(Referring expression pointing data)
Content starts
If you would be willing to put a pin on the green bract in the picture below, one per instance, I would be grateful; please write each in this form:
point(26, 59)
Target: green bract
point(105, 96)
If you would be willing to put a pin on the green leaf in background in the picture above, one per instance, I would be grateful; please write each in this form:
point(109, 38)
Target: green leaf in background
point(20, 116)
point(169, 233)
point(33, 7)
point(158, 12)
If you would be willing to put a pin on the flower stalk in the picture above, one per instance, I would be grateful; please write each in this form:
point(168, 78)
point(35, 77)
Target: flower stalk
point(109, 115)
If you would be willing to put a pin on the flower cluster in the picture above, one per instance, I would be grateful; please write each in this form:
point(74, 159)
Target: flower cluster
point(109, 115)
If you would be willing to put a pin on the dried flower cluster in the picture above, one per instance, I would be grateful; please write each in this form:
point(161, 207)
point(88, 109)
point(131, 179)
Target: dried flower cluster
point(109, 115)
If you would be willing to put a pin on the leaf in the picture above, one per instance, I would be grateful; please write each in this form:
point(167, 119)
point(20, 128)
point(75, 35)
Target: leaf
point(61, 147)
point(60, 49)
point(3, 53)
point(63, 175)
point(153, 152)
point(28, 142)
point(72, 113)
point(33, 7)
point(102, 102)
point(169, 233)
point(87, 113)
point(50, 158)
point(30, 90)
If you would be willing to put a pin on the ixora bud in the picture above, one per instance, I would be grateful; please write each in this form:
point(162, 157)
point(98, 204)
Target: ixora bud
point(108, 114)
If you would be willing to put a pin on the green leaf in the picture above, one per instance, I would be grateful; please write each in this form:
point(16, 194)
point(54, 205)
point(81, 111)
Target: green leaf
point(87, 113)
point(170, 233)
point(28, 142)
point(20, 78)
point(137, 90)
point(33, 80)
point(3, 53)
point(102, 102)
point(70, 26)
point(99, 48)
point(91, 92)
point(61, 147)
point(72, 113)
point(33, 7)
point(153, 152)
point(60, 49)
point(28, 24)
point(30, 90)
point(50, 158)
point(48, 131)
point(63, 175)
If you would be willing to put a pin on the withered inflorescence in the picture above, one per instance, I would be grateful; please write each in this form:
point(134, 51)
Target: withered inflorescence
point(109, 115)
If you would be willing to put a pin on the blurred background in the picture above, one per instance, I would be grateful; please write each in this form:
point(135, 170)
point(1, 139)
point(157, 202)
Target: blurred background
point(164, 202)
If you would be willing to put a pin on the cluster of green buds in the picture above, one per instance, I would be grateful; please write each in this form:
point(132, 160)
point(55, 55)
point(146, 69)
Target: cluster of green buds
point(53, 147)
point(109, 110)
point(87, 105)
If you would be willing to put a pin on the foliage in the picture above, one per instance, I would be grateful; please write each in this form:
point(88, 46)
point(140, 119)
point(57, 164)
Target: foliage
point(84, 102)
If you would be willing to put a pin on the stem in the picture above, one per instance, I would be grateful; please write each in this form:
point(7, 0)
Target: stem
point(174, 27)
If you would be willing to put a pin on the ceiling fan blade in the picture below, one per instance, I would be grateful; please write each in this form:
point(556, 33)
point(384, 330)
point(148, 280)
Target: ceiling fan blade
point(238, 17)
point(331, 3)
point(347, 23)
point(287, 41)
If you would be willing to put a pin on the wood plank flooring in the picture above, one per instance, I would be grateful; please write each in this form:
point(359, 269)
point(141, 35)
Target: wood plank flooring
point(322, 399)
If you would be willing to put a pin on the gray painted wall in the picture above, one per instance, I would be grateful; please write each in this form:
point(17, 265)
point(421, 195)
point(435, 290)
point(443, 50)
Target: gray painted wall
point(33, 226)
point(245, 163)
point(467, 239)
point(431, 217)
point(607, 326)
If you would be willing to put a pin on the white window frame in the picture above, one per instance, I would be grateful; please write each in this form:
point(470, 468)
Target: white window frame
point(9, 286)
Content ends
# Exercise
Set out the entries once more, word for word.

# Output below
If you would be willing to put a pin on the green bract in the picture below, one per instance, I would be grateful; please write each in this form:
point(26, 59)
Target: green bract
point(105, 96)
If you would be willing to put a pin on the green leaf in background in the picture above, one per instance, I would be grateful; please write each in this form:
point(109, 38)
Target: green leaf in background
point(20, 116)
point(169, 233)
point(33, 7)
point(158, 12)
If you would be willing to put a pin on the flower stalk in the picture above, one per instance, I would be grateful; please write each in this form:
point(168, 78)
point(35, 77)
Target: flower stalk
point(109, 115)
If you would be willing to put a pin on the flower cluster in the picture above, one per instance, I would be grateful; please write each in this form:
point(74, 159)
Target: flower cluster
point(109, 115)
If you would be willing to put a pin on the dried flower cluster in the picture above, one per instance, I would be grateful; please write each in this form:
point(161, 207)
point(88, 109)
point(131, 179)
Target: dried flower cluster
point(109, 115)
If you would be willing to put a pin on the leaf in the picture above, one per instance, I would be grateful; please write each in this form:
point(167, 119)
point(20, 128)
point(75, 35)
Target: leaf
point(61, 147)
point(60, 49)
point(3, 53)
point(63, 175)
point(153, 152)
point(28, 142)
point(72, 113)
point(33, 7)
point(102, 102)
point(169, 233)
point(87, 113)
point(50, 158)
point(30, 90)
If you would be willing to put a pin on the ixora bud in the picture above, one per instance, I would be grateful; please write each in this form:
point(162, 157)
point(98, 204)
Target: ixora bud
point(108, 114)
If you would be willing to put a pin on the green leaf in the picture above, one per instance, I would be grateful; please write each in this form:
point(16, 194)
point(54, 205)
point(81, 111)
Target: green leaf
point(87, 113)
point(170, 233)
point(28, 142)
point(20, 78)
point(137, 90)
point(33, 80)
point(3, 53)
point(102, 102)
point(70, 26)
point(99, 48)
point(91, 92)
point(61, 147)
point(72, 113)
point(33, 7)
point(153, 152)
point(60, 49)
point(28, 24)
point(30, 90)
point(50, 158)
point(48, 131)
point(63, 175)
If you would be willing to put a pin on the withered inflorescence in the picture above, one per instance, I would be grateful; please write each in this form:
point(134, 51)
Target: withered inflorescence
point(109, 115)
If you would be willing to put a pin on the blurred background in the picture above, one per instance, I would be grateful; please write each in this form:
point(135, 170)
point(1, 139)
point(157, 202)
Target: blurred background
point(164, 202)
If you would be willing to put a pin on the cluster of green buds in the picture above, one per instance, I would be grateful; please write each in this form:
point(132, 160)
point(55, 55)
point(146, 69)
Target: cluster of green buds
point(53, 147)
point(109, 110)
point(87, 105)
If you would be willing to put a pin on the foliage in the picture above, one per instance, I would be grateful; please write each in this form:
point(88, 46)
point(140, 119)
point(57, 164)
Target: foliage
point(84, 102)
If you would be willing to put a pin on the stem in the picture above, one per instance, I would be grateful; please write each in this form:
point(7, 0)
Target: stem
point(174, 27)
If you would be willing to put a pin on the ceiling fan blade in the picture below, one per instance, I would be grateful; please write each in this form:
point(556, 33)
point(384, 330)
point(148, 280)
Target: ceiling fan blade
point(238, 17)
point(331, 3)
point(347, 23)
point(287, 41)
If you would be willing to put a pin on the wood plank flooring in the picture above, one per instance, I would be grateful; please write each in this form:
point(359, 269)
point(141, 35)
Target: wood plank flooring
point(322, 399)
If you would be willing to put a pin on the gray painted wall in the picture above, one per instance, I would be grateful; please write each in this form:
point(17, 265)
point(421, 195)
point(435, 290)
point(443, 50)
Target: gray painted wall
point(33, 226)
point(245, 163)
point(467, 239)
point(431, 217)
point(607, 326)
If you would be willing to put a pin on the white window frame in the picture above, one per instance, I would be grateful; please write each in this form:
point(470, 468)
Target: white window frame
point(9, 286)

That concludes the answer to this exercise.